Short problem:
Gather every line of the listing that contains the string "white". Case matters.

--- Data to process ---

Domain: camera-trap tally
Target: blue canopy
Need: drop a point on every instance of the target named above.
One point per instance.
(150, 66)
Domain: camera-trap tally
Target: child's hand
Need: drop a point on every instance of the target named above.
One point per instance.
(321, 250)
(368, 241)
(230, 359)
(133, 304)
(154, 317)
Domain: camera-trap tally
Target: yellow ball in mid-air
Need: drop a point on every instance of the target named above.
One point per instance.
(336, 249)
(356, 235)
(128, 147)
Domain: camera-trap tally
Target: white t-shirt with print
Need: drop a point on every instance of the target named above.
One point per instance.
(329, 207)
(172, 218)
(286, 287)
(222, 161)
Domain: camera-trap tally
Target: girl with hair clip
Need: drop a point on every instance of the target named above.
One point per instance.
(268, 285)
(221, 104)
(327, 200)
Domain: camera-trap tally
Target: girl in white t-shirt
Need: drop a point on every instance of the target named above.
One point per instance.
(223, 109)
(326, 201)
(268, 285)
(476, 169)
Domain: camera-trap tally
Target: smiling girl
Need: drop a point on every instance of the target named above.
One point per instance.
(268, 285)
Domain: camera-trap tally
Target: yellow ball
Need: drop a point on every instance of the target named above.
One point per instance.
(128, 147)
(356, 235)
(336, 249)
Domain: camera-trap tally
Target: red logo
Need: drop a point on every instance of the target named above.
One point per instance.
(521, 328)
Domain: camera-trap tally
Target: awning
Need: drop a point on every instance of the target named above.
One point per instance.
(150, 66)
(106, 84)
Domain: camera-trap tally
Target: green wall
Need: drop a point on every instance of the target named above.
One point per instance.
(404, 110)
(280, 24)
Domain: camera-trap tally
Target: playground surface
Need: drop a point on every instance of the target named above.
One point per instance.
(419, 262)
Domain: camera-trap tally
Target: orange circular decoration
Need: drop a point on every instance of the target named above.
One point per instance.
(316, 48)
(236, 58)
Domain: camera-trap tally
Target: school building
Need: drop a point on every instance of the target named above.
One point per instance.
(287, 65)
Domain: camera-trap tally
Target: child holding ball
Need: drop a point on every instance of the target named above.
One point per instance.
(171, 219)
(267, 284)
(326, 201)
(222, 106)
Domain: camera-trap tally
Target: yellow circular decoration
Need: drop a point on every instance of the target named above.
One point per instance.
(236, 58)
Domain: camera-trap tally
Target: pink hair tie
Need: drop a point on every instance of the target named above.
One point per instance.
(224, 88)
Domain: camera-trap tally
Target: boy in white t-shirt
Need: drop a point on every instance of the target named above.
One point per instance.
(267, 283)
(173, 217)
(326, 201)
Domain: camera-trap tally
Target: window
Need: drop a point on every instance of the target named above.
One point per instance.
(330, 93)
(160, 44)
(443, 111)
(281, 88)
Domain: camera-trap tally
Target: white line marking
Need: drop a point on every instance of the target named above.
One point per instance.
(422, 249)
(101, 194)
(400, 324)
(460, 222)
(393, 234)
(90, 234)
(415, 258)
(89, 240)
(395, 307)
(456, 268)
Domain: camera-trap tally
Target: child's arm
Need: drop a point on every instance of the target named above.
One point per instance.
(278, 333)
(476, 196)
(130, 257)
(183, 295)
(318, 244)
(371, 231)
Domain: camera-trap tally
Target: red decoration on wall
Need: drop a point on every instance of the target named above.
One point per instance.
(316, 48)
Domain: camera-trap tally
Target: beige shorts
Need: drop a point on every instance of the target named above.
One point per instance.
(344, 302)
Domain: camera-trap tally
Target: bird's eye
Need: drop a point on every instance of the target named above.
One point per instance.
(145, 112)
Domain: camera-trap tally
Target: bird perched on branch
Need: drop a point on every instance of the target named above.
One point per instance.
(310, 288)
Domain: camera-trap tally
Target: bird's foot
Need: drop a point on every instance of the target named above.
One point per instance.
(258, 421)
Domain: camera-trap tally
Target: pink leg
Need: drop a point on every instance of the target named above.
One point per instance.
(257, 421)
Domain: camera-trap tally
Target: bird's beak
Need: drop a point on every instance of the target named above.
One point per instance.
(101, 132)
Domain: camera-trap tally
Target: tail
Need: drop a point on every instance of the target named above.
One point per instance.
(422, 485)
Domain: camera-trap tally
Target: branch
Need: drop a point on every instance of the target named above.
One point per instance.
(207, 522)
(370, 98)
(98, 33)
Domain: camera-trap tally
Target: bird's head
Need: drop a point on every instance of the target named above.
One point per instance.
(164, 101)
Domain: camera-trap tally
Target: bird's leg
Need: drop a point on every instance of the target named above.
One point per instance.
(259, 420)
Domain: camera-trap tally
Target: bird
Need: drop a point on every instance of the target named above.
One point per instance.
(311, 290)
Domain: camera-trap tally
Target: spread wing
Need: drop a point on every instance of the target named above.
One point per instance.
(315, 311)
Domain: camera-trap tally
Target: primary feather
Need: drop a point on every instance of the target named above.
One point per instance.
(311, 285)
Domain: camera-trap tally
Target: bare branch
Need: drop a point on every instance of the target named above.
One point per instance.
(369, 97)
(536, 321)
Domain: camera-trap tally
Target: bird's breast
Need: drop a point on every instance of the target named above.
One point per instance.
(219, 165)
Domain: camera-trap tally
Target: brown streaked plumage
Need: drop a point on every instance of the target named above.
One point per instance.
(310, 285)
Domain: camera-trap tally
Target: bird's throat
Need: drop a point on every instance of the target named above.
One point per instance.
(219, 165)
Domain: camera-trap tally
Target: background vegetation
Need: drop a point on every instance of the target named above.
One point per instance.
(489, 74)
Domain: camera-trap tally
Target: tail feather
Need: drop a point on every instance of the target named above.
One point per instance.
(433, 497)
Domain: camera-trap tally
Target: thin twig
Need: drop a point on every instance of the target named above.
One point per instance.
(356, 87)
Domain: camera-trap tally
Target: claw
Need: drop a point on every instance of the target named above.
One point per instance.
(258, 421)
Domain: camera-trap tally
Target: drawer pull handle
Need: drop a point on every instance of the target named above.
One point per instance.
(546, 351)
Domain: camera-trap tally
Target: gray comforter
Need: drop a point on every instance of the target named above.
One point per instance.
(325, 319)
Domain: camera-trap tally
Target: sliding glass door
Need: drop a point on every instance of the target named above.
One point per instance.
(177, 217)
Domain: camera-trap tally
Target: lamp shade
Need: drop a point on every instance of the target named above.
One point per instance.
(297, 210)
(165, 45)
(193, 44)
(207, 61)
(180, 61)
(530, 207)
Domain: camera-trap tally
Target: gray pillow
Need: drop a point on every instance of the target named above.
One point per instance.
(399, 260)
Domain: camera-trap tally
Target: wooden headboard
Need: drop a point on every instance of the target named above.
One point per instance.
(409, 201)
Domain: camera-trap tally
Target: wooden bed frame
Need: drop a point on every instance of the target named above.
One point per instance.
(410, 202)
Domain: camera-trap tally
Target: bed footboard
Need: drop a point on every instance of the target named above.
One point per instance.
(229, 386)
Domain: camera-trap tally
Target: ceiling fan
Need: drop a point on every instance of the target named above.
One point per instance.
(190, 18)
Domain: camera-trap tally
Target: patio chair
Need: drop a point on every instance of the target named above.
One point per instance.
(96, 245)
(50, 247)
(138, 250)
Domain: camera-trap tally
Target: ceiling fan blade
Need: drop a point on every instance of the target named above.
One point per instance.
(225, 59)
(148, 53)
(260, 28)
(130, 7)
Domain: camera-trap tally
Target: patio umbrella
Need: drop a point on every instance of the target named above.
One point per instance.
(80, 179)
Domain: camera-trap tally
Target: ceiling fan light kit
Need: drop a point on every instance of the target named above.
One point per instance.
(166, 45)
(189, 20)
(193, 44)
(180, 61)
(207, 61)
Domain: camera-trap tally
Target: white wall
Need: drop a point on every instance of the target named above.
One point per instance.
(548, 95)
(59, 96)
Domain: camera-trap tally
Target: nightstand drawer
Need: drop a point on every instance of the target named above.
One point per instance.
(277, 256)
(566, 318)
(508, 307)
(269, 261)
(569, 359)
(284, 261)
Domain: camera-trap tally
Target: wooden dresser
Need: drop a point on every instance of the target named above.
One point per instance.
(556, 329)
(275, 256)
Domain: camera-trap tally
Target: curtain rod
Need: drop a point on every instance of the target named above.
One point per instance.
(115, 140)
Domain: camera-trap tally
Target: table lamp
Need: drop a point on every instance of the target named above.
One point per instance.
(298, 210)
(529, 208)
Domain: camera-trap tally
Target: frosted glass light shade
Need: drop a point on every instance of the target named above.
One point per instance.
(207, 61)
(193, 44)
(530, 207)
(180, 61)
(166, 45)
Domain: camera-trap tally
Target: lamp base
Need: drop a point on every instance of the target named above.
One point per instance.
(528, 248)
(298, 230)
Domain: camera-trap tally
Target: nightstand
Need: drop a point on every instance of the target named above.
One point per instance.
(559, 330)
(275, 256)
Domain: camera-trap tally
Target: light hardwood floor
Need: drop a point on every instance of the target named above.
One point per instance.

---

Written response:
Target: white t-shirt with print
Target: girl in white t-shirt
Target: boy in white t-shirt
Target: white line marking
Target: white wall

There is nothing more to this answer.